SOURCE EXCERPT:
"""
12
Jul 10

Tonight, tonight.

Going to see the Smashing Pumpkins. Because EMI is a humorless taintclown and won’t allow Youtube embedding, here’s “1979.”

The Smashing Pumpkins – 1979

12
Jul 10

Linkwad (updated).

  1. Make your own Android apps (Via Engadget).
  2. Lawsuit over Apple’s AT&T lock-in, App Store moves forward.
  3. Harry Reid and Sharron Angle’s fair-use fight.
  4. Radley Balko interviewed about police-recording arrests.
  5. Update: YouTube now supports 4096p video.
09
Jul 10

Linkwad.

  1. Comic Sans Dan Gilbert hates LeBron James (who has just replaced Kobe Bryant in the public’s mind as “Biggest Figurative NBA Dick”).
  2. Drowning doesn’t look like drowning (via @Maryvale).
  3. Android gains market share, thanks entirely to awesome circuit board live wallpapers (probably).
  4. Catholic Church vacillates on welcoming drug addicts and drug dealers, still pretty much against gay dudes. (via Andrew Sullivan)
"""
TASKS TO COMPLETE:
1. Write out everything in the blog excerpt from "1. Make your" down to "supports 4096p video.".
2. Extend the blog excerpt with new text that begins after its final line.

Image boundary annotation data
"""
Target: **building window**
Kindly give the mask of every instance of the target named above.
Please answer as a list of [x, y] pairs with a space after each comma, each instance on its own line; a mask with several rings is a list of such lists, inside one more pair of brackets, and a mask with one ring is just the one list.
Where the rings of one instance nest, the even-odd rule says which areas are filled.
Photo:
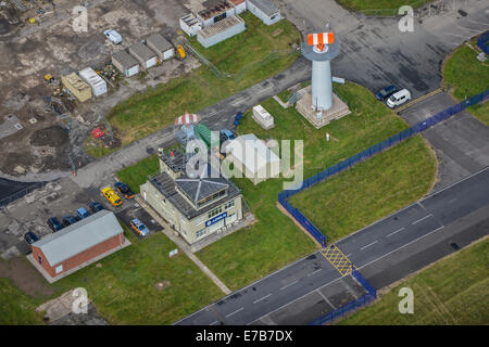
[[231, 207], [234, 207], [234, 206], [235, 206], [235, 201], [231, 200], [230, 202], [227, 202], [227, 203], [224, 205], [224, 209], [229, 209], [229, 208], [231, 208]]
[[203, 235], [205, 235], [206, 232], [208, 232], [208, 230], [205, 228], [202, 230], [199, 230], [198, 232], [196, 232], [197, 239], [202, 237]]

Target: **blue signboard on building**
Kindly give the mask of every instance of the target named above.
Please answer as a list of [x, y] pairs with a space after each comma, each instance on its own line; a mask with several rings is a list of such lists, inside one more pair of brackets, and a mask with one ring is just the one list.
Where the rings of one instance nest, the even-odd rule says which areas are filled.
[[212, 224], [218, 222], [220, 220], [223, 220], [226, 217], [227, 217], [227, 213], [224, 213], [224, 214], [221, 214], [218, 216], [212, 217], [211, 219], [205, 221], [205, 228], [206, 227], [211, 227]]

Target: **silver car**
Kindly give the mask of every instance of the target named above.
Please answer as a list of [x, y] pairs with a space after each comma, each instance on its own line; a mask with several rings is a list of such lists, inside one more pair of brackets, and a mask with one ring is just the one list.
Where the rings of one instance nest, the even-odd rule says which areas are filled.
[[114, 29], [109, 29], [103, 31], [103, 35], [105, 35], [105, 37], [115, 44], [120, 44], [122, 42], [122, 37], [121, 34], [118, 34], [117, 31], [115, 31]]

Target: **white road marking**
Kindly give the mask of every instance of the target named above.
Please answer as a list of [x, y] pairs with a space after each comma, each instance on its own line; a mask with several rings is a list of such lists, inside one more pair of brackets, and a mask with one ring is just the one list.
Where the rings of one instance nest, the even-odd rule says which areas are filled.
[[289, 283], [286, 286], [283, 286], [279, 291], [285, 290], [286, 287], [291, 286], [292, 284], [296, 284], [297, 282], [299, 282], [299, 280], [296, 280], [292, 283]]
[[261, 299], [254, 300], [253, 304], [260, 303], [261, 300], [266, 299], [268, 296], [271, 296], [272, 293], [269, 293], [268, 295], [265, 295], [264, 297], [262, 297]]
[[404, 229], [405, 229], [404, 227], [401, 228], [401, 229], [398, 229], [398, 230], [396, 230], [394, 232], [391, 232], [390, 234], [388, 234], [386, 237], [389, 237], [389, 236], [391, 236], [391, 235], [393, 235], [393, 234], [397, 234], [398, 232], [403, 231]]
[[363, 246], [362, 248], [360, 248], [360, 250], [363, 250], [372, 245], [375, 245], [378, 242], [378, 240], [374, 241], [373, 243], [367, 244], [366, 246]]
[[421, 222], [421, 221], [423, 221], [423, 220], [425, 220], [425, 219], [427, 219], [427, 218], [429, 218], [429, 217], [431, 217], [431, 216], [432, 216], [432, 215], [429, 214], [428, 216], [425, 216], [425, 217], [423, 217], [423, 218], [421, 218], [421, 219], [418, 219], [418, 220], [413, 221], [411, 224], [412, 224], [412, 226], [417, 224], [418, 222]]
[[236, 310], [236, 311], [234, 311], [234, 312], [227, 314], [226, 318], [231, 317], [231, 316], [235, 314], [235, 313], [238, 313], [238, 312], [241, 311], [242, 309], [244, 309], [244, 307], [241, 307], [239, 310]]
[[360, 268], [356, 268], [356, 270], [360, 270], [360, 269], [362, 269], [362, 268], [364, 268], [364, 267], [366, 267], [366, 266], [368, 266], [368, 265], [371, 265], [371, 264], [373, 264], [373, 262], [375, 262], [375, 261], [377, 261], [377, 260], [380, 260], [380, 259], [383, 259], [383, 258], [385, 258], [385, 257], [391, 255], [392, 253], [394, 253], [394, 252], [397, 252], [397, 250], [399, 250], [399, 249], [402, 249], [402, 248], [409, 246], [410, 244], [412, 244], [412, 243], [414, 243], [414, 242], [416, 242], [416, 241], [418, 241], [418, 240], [421, 240], [421, 239], [423, 239], [423, 237], [426, 237], [426, 236], [432, 234], [434, 232], [437, 232], [438, 230], [443, 229], [443, 228], [444, 228], [444, 227], [441, 226], [440, 228], [437, 228], [437, 229], [435, 229], [434, 231], [430, 231], [430, 232], [428, 232], [427, 234], [424, 234], [423, 236], [419, 236], [419, 237], [417, 237], [417, 239], [414, 239], [413, 241], [411, 241], [411, 242], [409, 242], [409, 243], [406, 243], [406, 244], [404, 244], [404, 245], [402, 245], [402, 246], [400, 246], [400, 247], [398, 247], [398, 248], [396, 248], [396, 249], [392, 249], [391, 252], [386, 253], [385, 255], [383, 255], [383, 256], [380, 256], [380, 257], [378, 257], [378, 258], [375, 258], [374, 260], [368, 261], [368, 262], [365, 264], [365, 265], [362, 265]]
[[313, 272], [311, 272], [311, 273], [308, 273], [308, 278], [309, 278], [310, 275], [313, 275], [314, 273], [319, 272], [321, 270], [323, 270], [323, 269], [317, 269], [316, 271], [313, 271]]

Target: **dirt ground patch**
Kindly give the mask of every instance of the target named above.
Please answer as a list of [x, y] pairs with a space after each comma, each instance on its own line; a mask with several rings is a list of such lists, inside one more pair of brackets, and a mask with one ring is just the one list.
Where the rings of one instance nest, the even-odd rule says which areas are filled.
[[22, 292], [33, 297], [51, 296], [55, 293], [24, 257], [0, 261], [0, 278], [12, 280]]
[[60, 126], [52, 126], [34, 132], [30, 137], [30, 144], [58, 147], [68, 142], [68, 140], [66, 129]]

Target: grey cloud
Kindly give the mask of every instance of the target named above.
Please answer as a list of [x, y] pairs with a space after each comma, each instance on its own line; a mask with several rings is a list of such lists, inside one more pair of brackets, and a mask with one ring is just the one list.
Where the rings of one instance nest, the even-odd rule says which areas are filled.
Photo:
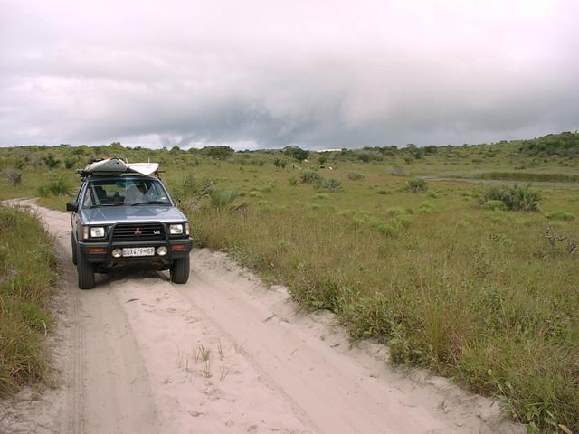
[[0, 145], [308, 148], [574, 130], [573, 2], [5, 2]]

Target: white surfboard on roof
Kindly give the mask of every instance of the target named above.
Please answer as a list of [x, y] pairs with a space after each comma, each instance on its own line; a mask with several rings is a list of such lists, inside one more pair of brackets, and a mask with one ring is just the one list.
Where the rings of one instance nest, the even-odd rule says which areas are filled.
[[125, 173], [135, 172], [145, 175], [153, 175], [159, 169], [158, 163], [125, 163], [120, 158], [103, 158], [86, 166], [84, 171], [94, 173]]
[[103, 158], [90, 163], [85, 167], [85, 172], [126, 172], [127, 165], [119, 158]]
[[158, 163], [126, 163], [127, 170], [141, 175], [153, 175], [159, 170]]

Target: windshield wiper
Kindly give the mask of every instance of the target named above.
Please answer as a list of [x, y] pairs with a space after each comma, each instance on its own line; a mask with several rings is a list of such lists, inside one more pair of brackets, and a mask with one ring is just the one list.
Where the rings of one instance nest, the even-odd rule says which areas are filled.
[[120, 206], [120, 205], [132, 205], [130, 202], [115, 202], [113, 203], [99, 203], [95, 205], [90, 205], [89, 208], [98, 208], [100, 206]]
[[138, 202], [137, 203], [133, 203], [130, 206], [137, 205], [170, 205], [171, 203], [166, 201], [147, 201], [147, 202]]

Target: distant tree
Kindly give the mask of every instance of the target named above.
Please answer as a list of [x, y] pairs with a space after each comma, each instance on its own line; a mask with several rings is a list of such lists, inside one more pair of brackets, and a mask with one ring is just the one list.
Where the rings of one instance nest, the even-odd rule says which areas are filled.
[[47, 154], [45, 156], [43, 156], [42, 160], [46, 165], [46, 167], [48, 167], [51, 170], [58, 167], [58, 165], [61, 163], [60, 160], [57, 160], [56, 158], [54, 158], [54, 156], [52, 156], [52, 154]]
[[224, 160], [234, 151], [229, 146], [220, 145], [218, 146], [205, 146], [202, 149], [203, 153], [212, 158], [217, 158], [219, 160]]
[[309, 156], [309, 151], [306, 151], [295, 145], [284, 147], [283, 152], [286, 156], [291, 156], [298, 161], [304, 161]]
[[286, 160], [283, 160], [281, 158], [274, 158], [273, 159], [273, 165], [275, 165], [276, 167], [280, 167], [282, 169], [286, 168]]
[[438, 152], [438, 147], [436, 147], [434, 145], [424, 146], [422, 149], [424, 150], [425, 154], [436, 154]]

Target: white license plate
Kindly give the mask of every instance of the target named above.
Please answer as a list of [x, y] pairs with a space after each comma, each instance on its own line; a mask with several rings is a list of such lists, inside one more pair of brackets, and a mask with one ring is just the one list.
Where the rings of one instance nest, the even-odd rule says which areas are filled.
[[123, 256], [155, 256], [155, 248], [127, 247], [123, 249]]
"""
THE RESPONSES:
1.
1. Make your own Android apps (Via Engadget).
  2. Lawsuit over Apple’s AT&T lock-in, App Store moves forward.
  3. Harry Reid and Sharron Angle’s fair-use fight.
  4. Radley Balko interviewed about police-recording arrests.
  5. Update: YouTube now supports 4096p video.

2.
  5. Updated: Nope. A potential AIDS research breakthrough which might also work against the flu (via AS, again).
09
Jul 10

And the law won.

Johannes Mehersle, the Oakland cop who shot an unarmed, handcuffed man in the back, avoided a murder charge, and was convicted of involuntary manslaughter. Mehersle’s defense, that he meant to draw his Taser instead of his gun, was questionable at best, and wasn’t good enough for a judge during a preliminary hearing.

Whether or not Mehersle actually intended to shoot Oscar Grant, the trial is a reminder of a few things:

  1. Juries, especially juries where blacks are excluded, are unduly sympathetic to police.
  2. Even when not confused with guns, Tasers have caused hundreds of deaths in the last decade. However, police still use them freely, even in confrontations with unarmed suspects.
  3. This trial only came about because of citizen-recorded video, which will get you arrested in several states (Maryland has been particularly incoherent on the subject).

Update: Adam Serwer has a much more complete take on the trial’s import.

09
Jul 10

The almighty dollar.

Back in 2005, Dexter Ford wrote an article about motorcycle helmet safety in Motorcyclist. The article, which found that Snell-rated helmets were actually less safe than less-expensive DOT-approved ones, was very helpful back when I was first looking for a brain bucket, and prompted Snell to revise their helmet testing regimen in 2009.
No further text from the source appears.